— Start of Data for processing —

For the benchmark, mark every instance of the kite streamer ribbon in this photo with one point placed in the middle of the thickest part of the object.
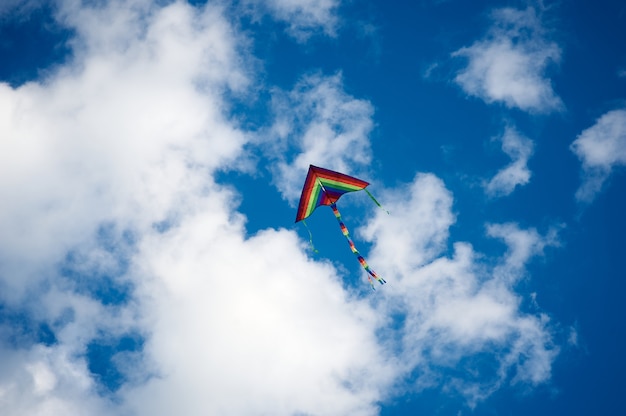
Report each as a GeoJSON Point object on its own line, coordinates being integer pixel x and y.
{"type": "Point", "coordinates": [346, 233]}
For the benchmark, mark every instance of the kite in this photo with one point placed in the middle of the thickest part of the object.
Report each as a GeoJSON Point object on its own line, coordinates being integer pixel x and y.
{"type": "Point", "coordinates": [325, 187]}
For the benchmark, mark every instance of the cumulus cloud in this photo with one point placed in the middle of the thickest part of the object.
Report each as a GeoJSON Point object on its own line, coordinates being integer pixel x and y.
{"type": "Point", "coordinates": [509, 65]}
{"type": "Point", "coordinates": [519, 149]}
{"type": "Point", "coordinates": [320, 124]}
{"type": "Point", "coordinates": [107, 177]}
{"type": "Point", "coordinates": [600, 148]}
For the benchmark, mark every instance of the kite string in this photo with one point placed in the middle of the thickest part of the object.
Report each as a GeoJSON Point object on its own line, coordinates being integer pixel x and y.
{"type": "Point", "coordinates": [346, 233]}
{"type": "Point", "coordinates": [310, 237]}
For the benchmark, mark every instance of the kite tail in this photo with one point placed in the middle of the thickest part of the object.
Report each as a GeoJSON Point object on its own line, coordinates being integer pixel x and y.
{"type": "Point", "coordinates": [346, 233]}
{"type": "Point", "coordinates": [375, 201]}
{"type": "Point", "coordinates": [310, 237]}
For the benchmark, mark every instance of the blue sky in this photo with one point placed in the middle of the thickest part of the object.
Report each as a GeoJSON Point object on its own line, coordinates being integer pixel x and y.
{"type": "Point", "coordinates": [152, 154]}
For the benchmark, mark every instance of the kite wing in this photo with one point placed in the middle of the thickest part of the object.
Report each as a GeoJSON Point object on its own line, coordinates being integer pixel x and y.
{"type": "Point", "coordinates": [325, 187]}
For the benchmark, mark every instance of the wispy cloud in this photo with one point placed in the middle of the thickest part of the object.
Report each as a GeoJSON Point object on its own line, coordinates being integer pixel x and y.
{"type": "Point", "coordinates": [600, 148]}
{"type": "Point", "coordinates": [509, 64]}
{"type": "Point", "coordinates": [519, 149]}
{"type": "Point", "coordinates": [459, 308]}
{"type": "Point", "coordinates": [318, 123]}
{"type": "Point", "coordinates": [107, 168]}
{"type": "Point", "coordinates": [302, 17]}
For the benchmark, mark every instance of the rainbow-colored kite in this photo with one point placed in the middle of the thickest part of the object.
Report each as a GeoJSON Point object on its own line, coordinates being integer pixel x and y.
{"type": "Point", "coordinates": [325, 187]}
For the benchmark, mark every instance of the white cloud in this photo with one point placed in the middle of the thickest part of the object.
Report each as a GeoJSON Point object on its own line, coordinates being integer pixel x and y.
{"type": "Point", "coordinates": [519, 149]}
{"type": "Point", "coordinates": [107, 169]}
{"type": "Point", "coordinates": [461, 306]}
{"type": "Point", "coordinates": [323, 125]}
{"type": "Point", "coordinates": [600, 148]}
{"type": "Point", "coordinates": [303, 17]}
{"type": "Point", "coordinates": [509, 65]}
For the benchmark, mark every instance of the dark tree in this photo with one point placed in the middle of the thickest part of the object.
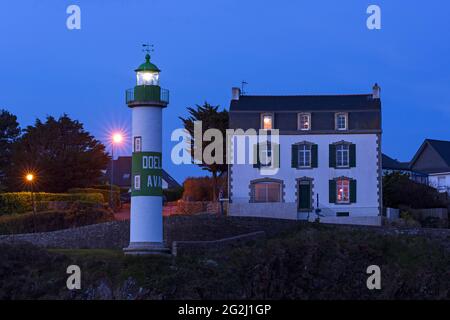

— End of Data for processing —

Rewrite all of the lines above, replacing "thickest part" with "widest part" wherever it occurs and leaving everything else unchanged. Omit the pictures from your answer.

For the benchmark, mark every instance of the kite streamer ribbon in this photo with one point placed in the middle of the widest part of the object.
Report each as a GeoJSON Point object on its own line, coordinates being integer pixel x and y.
{"type": "Point", "coordinates": [346, 233]}
For the benchmark, mark every instance of the kite in this photo with one point placed in the middle of the widest part of the object.
Report each as a GeoJSON Point object on its own line, coordinates being integer pixel x and y.
{"type": "Point", "coordinates": [325, 187]}
For the benchmark, mark every instance of the cumulus cloud in this photo with one point placed in the middle of the widest part of the object.
Report each as a GeoJSON Point object on its own line, coordinates being integer pixel x and y.
{"type": "Point", "coordinates": [509, 65]}
{"type": "Point", "coordinates": [519, 149]}
{"type": "Point", "coordinates": [320, 124]}
{"type": "Point", "coordinates": [107, 177]}
{"type": "Point", "coordinates": [600, 148]}
For the benchmark, mark every instance of the kite string in this photo with one point placed in the middle of the widest part of the object.
Report each as a GeoJSON Point object on its own line, coordinates being integer pixel x and y.
{"type": "Point", "coordinates": [346, 233]}
{"type": "Point", "coordinates": [310, 237]}
For the benchmark, mark every instance of the kite tail in this photo with one point placed in the middle of the widest part of the object.
Report each as a GeoJSON Point object on its own line, coordinates being integer pixel x and y.
{"type": "Point", "coordinates": [346, 233]}
{"type": "Point", "coordinates": [375, 201]}
{"type": "Point", "coordinates": [310, 237]}
For the benchmark, mark every instance of the blue sky in this photo with one point placed in the middle of the widest part of the object.
Report each as a GeoJSON Point object on its own line, coordinates being integer pixel x and y.
{"type": "Point", "coordinates": [152, 154]}
For the benchmark, mark every instance of the kite wing in this photo with one point placed in the middle of the widest part of the object.
Report each as a GeoJSON Point object on its own line, coordinates being integer pixel x and y.
{"type": "Point", "coordinates": [325, 187]}
For the benchmark, mark every instance of the wispy cloud in this photo with one point placed in the middle of the widest part of the object.
Report each as a GeoJSON Point object on its own line, coordinates being integer pixel x and y.
{"type": "Point", "coordinates": [600, 148]}
{"type": "Point", "coordinates": [509, 64]}
{"type": "Point", "coordinates": [519, 149]}
{"type": "Point", "coordinates": [459, 308]}
{"type": "Point", "coordinates": [318, 123]}
{"type": "Point", "coordinates": [107, 168]}
{"type": "Point", "coordinates": [302, 17]}
For the benchmark, mark every instance of the rainbow-colored kite in this photo with one point placed in the middle of the widest part of the object.
Report each as a GeoJSON Point object on its own line, coordinates being integer pixel x and y.
{"type": "Point", "coordinates": [325, 187]}
For the benchmark, mark every instance of the white cloud in this photo with one point placed in the middle of the widest part of the object.
Report each as a GeoJSON Point object on its own line, coordinates being integer pixel x and y.
{"type": "Point", "coordinates": [519, 149]}
{"type": "Point", "coordinates": [107, 169]}
{"type": "Point", "coordinates": [461, 306]}
{"type": "Point", "coordinates": [323, 125]}
{"type": "Point", "coordinates": [600, 148]}
{"type": "Point", "coordinates": [303, 17]}
{"type": "Point", "coordinates": [509, 65]}
For the benchmark, mark every instance of the dark tree in this photo with one point placed in the middle of the widest part of the object.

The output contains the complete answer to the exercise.